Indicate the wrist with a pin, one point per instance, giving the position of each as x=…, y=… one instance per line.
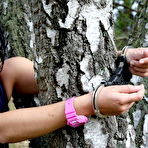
x=83, y=105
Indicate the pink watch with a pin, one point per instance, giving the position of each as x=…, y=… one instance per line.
x=73, y=119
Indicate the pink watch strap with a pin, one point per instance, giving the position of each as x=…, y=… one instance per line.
x=73, y=119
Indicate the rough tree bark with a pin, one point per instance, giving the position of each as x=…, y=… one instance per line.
x=139, y=113
x=71, y=44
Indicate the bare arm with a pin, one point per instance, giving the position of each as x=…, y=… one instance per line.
x=28, y=123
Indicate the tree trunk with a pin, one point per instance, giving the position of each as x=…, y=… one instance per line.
x=139, y=113
x=71, y=44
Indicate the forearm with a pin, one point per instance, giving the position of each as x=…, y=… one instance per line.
x=28, y=123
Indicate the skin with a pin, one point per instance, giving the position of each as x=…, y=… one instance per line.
x=112, y=100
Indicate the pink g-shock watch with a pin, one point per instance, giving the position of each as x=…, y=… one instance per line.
x=73, y=119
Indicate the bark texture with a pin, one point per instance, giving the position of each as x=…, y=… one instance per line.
x=71, y=44
x=139, y=113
..........
- [Your task] From the first line to the last, repeat the records exactly, leaving out the pictures.

- [Completed task]
Indicate the wrist with a pin, one point per instance, giving the position of each as x=…, y=… one instance per line.
x=83, y=105
Indicate the pink watch with a pin, one point per instance, giving the position of each as x=…, y=… one instance per line.
x=73, y=119
Indicate the pink watch strap with a pin, one point per instance, giving the position of each as x=…, y=… one instance per line.
x=73, y=119
Indicate the rough tree bark with a pin, one point per instance, giving the position of each as x=…, y=… one instance per line.
x=139, y=113
x=71, y=44
Indicate the bare arm with a pin, one point per instance, giving the position of each as x=…, y=… one instance per line.
x=28, y=123
Indicate the tree trunk with a pin, one point per instance, giving the position of each as x=…, y=… one instance per line.
x=139, y=113
x=71, y=44
Indicate the forearm with a pin, one point per instance, giving the position of each as x=…, y=… one instance per line.
x=28, y=123
Indicate the skin with a pin, one point per instance, giving the position of each as x=…, y=… one instance per line.
x=112, y=100
Indicate the pink g-shock watch with a pin, one point per instance, giving the position of each as x=…, y=… one instance per line.
x=73, y=119
Indicate the bark texture with a pin, one point per instance, giving the position of each as x=…, y=… one instance per line.
x=71, y=44
x=139, y=113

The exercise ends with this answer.